[Coordinate labeling data]
+ + + +
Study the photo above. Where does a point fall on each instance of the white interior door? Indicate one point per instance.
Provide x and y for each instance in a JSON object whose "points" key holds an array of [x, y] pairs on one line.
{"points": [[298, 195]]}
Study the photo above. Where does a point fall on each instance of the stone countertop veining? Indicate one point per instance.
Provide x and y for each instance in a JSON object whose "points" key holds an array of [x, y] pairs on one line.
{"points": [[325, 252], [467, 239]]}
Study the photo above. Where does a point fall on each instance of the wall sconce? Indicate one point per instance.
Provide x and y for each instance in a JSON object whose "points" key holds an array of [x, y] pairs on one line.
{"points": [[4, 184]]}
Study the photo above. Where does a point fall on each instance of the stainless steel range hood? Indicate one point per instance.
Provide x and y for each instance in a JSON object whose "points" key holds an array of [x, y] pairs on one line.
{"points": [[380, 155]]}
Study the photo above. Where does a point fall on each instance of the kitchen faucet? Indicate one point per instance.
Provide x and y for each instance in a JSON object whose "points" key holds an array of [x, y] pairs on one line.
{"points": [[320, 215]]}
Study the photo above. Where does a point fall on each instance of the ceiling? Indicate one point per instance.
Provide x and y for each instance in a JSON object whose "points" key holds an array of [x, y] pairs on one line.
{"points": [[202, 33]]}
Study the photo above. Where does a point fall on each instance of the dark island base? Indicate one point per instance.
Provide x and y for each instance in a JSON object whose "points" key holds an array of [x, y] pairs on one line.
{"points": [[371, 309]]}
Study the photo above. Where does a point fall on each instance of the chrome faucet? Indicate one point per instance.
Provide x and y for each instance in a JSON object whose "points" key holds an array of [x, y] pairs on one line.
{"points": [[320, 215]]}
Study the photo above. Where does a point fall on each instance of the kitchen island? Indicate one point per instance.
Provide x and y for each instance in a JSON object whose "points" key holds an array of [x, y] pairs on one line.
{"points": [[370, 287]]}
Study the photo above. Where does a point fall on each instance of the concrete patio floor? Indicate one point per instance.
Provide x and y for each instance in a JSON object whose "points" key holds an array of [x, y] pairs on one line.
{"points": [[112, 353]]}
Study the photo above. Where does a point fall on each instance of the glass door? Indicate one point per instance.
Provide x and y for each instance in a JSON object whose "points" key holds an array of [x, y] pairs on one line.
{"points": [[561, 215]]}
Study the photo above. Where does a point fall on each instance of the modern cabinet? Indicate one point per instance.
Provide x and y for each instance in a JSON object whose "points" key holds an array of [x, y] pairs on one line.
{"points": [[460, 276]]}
+ + + +
**Goal**
Rewrite the material, changing every occurrence of "one point per instance" to "a single point per instance" and leaving everything else unchanged.

**Solution to this exercise**
Study the photo above. Where does a point fall on each instance of the white interior door? Indicate a single point per instance.
Provide x and y for each instance in a JSON object whose "points" key holds an array of [x, y] pairs on one line.
{"points": [[298, 195]]}
Study the photo above. Where does a point fall on each instance of the stone countertop veining? Indicate a single point per instance.
Provide x and y for each instance in a JSON object whose "points" key holds an array of [x, y] pairs on one line.
{"points": [[325, 252], [467, 239]]}
Study the photo above. Where does a point fall on each instance of the wall sconce? Indicate a single point per instance.
Provide x and y for each instance in a JSON object whose "points" key holds an array of [x, y] pairs on one line.
{"points": [[4, 184]]}
Study the photo above. Where does a point fall on each instance of the stainless steel range hood? Indicate a single point per instance.
Provide x and y for each instance in a JSON object whose "points" key holds an array of [x, y] pairs on one line.
{"points": [[380, 155]]}
Study the photo above. Where does a point fall on each instance of the kitchen faucet? Indicate a single point per instance.
Provide x and y for each instance in a JSON object whose "points" key holds an array of [x, y] pairs on one line.
{"points": [[320, 215]]}
Study the photo above. Where does a point fall on each instance of the ceiling? Indicate a single point per instance.
Provide x and y for each instance in a JSON object whose "points" key holds an array of [x, y] pairs on one line.
{"points": [[202, 33]]}
Study the photo above. Where does a point fall on each instance of the dark island base? Indicate a single point per instance.
Provide x and y for each instance in a JSON object whose "points" key holds an array of [x, y] pairs on one line.
{"points": [[371, 309]]}
Study the photo above. Where does a point fall on each instance of the chrome faucet? Indicate a single point per instance.
Provide x and y for each instance in a JSON object whose "points" key holds an array of [x, y] pairs on one line.
{"points": [[320, 215]]}
Study the photo above. Where does a point fall on each instance of the kitchen island? Indicate a single point per instance.
Provide x and y for each instance in a JSON object whose "points" key holds an array of [x, y] pairs on one line.
{"points": [[370, 287]]}
Study the photo above. Where does a point fall on each instance of the concrete patio floor? Indicate a single point per instance.
Provide x and y for each instance in a JSON object whose "points" key holds an array of [x, y] pairs on one line.
{"points": [[112, 353]]}
Study the photo above. Where does a point fall on each instance of the glass door? Indicate a single point per instance.
Provide x and y for each instance in a JSON object whose "points" key holds an array of [x, y] pairs on one line.
{"points": [[561, 215]]}
Study the photo above. Where does a point fall on each instance of the modern cabinet? Indicate a single point per instance.
Provide x and y for each instance in a JSON object whose "points" key holds an array of [x, y] pairs on one line.
{"points": [[460, 276]]}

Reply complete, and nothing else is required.